:: Data to use ::

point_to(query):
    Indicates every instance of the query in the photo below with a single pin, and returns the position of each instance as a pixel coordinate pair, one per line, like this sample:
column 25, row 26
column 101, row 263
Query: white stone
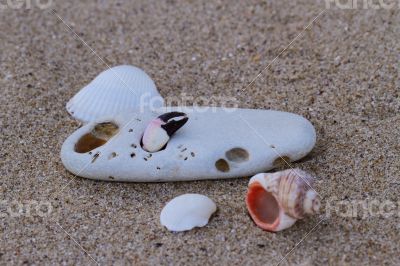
column 215, row 143
column 115, row 90
column 186, row 212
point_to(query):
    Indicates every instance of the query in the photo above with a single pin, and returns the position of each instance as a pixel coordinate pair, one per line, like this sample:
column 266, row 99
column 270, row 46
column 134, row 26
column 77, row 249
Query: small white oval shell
column 115, row 90
column 186, row 212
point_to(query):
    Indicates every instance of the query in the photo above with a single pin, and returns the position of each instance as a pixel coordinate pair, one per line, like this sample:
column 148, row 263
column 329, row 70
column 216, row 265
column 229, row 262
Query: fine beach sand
column 342, row 73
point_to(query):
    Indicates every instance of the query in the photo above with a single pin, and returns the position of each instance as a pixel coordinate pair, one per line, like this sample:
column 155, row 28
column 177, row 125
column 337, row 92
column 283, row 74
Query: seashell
column 186, row 212
column 214, row 143
column 159, row 130
column 118, row 89
column 276, row 201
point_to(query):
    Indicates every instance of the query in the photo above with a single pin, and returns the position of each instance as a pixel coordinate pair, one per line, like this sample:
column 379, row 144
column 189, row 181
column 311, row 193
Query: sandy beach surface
column 337, row 67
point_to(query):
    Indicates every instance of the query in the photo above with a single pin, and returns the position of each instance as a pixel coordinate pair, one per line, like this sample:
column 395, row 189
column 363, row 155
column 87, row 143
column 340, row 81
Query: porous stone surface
column 209, row 146
column 341, row 73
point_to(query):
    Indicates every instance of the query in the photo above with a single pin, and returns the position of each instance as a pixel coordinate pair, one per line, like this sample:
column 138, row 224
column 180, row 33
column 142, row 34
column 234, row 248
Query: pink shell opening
column 263, row 207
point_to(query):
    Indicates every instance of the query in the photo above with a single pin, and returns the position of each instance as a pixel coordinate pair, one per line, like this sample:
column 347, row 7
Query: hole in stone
column 237, row 155
column 99, row 136
column 222, row 165
column 112, row 155
column 281, row 161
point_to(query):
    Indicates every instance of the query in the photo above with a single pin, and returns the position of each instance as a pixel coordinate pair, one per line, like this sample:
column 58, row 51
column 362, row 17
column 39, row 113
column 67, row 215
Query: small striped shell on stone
column 115, row 90
column 275, row 201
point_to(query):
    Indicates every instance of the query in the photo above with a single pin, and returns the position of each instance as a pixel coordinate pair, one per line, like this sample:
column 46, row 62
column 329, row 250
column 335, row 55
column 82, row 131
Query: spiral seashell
column 275, row 201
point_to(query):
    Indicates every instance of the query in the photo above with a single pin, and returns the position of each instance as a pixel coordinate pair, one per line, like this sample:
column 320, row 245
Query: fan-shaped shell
column 186, row 212
column 115, row 90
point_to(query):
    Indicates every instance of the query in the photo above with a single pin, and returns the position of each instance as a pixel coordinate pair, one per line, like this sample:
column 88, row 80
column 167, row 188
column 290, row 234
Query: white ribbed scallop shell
column 115, row 90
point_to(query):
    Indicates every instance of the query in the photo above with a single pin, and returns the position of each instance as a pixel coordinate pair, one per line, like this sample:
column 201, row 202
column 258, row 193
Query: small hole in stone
column 222, row 165
column 281, row 161
column 99, row 136
column 97, row 155
column 237, row 155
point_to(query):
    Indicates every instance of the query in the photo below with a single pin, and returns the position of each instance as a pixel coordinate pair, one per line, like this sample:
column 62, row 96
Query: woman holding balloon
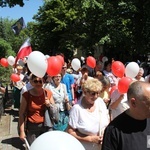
column 89, row 117
column 32, row 110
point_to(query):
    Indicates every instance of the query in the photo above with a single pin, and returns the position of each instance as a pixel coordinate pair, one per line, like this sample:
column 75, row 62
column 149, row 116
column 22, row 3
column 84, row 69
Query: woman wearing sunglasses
column 89, row 117
column 32, row 110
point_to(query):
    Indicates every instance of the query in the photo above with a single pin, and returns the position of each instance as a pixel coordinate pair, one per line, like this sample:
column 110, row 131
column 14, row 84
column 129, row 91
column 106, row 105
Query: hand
column 106, row 100
column 96, row 139
column 47, row 102
column 22, row 135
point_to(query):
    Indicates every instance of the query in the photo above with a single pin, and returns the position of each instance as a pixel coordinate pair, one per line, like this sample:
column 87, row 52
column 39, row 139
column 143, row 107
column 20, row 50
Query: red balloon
column 113, row 89
column 118, row 69
column 4, row 62
column 61, row 59
column 54, row 66
column 123, row 84
column 15, row 77
column 91, row 62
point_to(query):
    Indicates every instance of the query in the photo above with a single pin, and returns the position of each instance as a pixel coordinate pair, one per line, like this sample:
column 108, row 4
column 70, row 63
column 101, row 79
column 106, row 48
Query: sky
column 29, row 9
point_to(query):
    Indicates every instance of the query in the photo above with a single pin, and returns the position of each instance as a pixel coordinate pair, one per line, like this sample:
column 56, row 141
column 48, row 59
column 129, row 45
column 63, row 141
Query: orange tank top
column 36, row 106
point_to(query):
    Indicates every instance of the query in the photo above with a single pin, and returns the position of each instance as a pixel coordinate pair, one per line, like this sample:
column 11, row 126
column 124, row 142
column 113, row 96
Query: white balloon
column 47, row 56
column 56, row 140
column 132, row 69
column 20, row 62
column 11, row 60
column 104, row 59
column 82, row 58
column 37, row 63
column 76, row 64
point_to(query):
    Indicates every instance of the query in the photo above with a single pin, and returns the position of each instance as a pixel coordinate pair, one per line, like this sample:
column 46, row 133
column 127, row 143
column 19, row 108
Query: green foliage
column 11, row 3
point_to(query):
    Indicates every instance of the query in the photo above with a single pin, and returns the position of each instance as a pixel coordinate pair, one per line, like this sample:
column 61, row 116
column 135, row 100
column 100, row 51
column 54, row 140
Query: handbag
column 63, row 121
column 51, row 115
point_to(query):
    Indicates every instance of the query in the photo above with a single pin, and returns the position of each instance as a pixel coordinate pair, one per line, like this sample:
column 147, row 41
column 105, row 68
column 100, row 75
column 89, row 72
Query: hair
column 136, row 90
column 92, row 85
column 84, row 69
column 107, row 63
column 105, row 81
column 33, row 76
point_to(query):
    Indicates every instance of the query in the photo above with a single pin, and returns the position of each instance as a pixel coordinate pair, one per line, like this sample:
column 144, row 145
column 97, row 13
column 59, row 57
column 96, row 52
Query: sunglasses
column 57, row 76
column 37, row 81
column 94, row 93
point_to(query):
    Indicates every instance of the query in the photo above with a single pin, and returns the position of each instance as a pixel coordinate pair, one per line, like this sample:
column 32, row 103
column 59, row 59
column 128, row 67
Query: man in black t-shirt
column 131, row 129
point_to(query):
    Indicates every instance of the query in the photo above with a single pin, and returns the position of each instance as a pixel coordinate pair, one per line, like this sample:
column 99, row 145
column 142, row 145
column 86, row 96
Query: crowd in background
column 84, row 97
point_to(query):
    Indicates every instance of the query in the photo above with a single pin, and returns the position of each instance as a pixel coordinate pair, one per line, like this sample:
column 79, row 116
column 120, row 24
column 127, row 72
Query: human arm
column 83, row 137
column 2, row 89
column 22, row 118
column 109, row 140
column 115, row 104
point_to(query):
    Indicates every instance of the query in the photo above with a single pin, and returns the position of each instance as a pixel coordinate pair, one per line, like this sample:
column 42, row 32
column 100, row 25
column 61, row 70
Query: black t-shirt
column 126, row 133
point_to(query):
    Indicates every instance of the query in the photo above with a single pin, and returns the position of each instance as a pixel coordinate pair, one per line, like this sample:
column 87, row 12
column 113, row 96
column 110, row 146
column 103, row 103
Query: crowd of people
column 88, row 110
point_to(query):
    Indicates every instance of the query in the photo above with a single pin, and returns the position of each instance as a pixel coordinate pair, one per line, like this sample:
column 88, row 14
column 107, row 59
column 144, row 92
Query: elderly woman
column 89, row 117
column 139, row 76
column 32, row 110
column 61, row 100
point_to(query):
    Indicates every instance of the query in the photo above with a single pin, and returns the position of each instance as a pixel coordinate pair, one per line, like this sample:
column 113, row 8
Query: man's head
column 139, row 99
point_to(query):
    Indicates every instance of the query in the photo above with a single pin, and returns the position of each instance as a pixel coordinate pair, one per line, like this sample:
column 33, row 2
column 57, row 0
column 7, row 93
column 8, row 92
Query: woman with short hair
column 89, row 117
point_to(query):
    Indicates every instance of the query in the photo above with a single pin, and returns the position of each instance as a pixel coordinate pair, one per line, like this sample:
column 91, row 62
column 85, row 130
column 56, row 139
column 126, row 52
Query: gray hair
column 136, row 90
column 92, row 85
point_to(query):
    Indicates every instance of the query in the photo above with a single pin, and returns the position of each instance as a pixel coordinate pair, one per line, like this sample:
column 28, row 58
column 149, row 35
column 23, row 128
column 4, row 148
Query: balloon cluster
column 39, row 64
column 125, row 74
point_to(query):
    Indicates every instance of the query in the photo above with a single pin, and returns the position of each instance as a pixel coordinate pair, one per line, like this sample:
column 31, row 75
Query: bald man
column 131, row 129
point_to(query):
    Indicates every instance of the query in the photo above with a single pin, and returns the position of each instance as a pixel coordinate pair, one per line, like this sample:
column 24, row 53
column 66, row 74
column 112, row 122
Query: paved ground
column 8, row 132
column 9, row 139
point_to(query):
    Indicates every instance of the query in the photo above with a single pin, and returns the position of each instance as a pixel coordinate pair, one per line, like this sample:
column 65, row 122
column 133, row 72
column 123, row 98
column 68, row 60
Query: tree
column 11, row 3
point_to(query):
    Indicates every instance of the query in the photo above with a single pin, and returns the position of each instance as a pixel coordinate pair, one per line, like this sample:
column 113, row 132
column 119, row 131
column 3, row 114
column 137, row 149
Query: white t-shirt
column 89, row 123
column 58, row 95
column 25, row 88
column 123, row 105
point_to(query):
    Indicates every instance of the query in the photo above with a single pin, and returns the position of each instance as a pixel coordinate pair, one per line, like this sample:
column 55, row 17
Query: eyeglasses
column 37, row 81
column 93, row 93
column 57, row 76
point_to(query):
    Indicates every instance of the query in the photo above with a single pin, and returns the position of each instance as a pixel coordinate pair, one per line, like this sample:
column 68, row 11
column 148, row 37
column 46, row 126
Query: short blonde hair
column 93, row 85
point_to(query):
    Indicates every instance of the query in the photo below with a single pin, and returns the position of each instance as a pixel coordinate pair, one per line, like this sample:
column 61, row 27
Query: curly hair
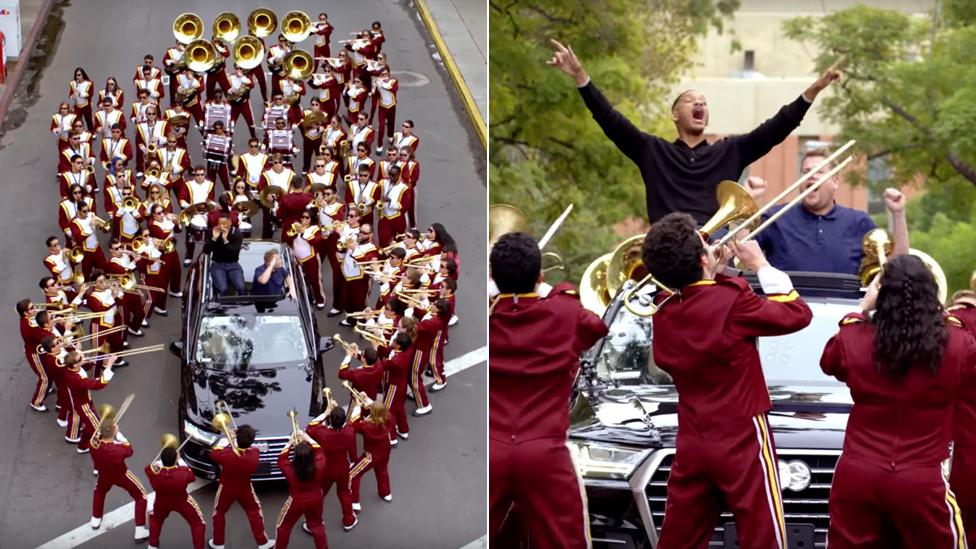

:::

→ **Aim of the exercise**
Your answer must consist only of the lines from the start of the records above through the line with "column 101, row 263", each retyped exactly.

→ **Solution to this task**
point_to(query):
    Indicates every instance of the query in the photo below with a single pin, and returns the position of each instance as a pixel coordinate pair, one per line, like this sample:
column 25, row 26
column 101, row 263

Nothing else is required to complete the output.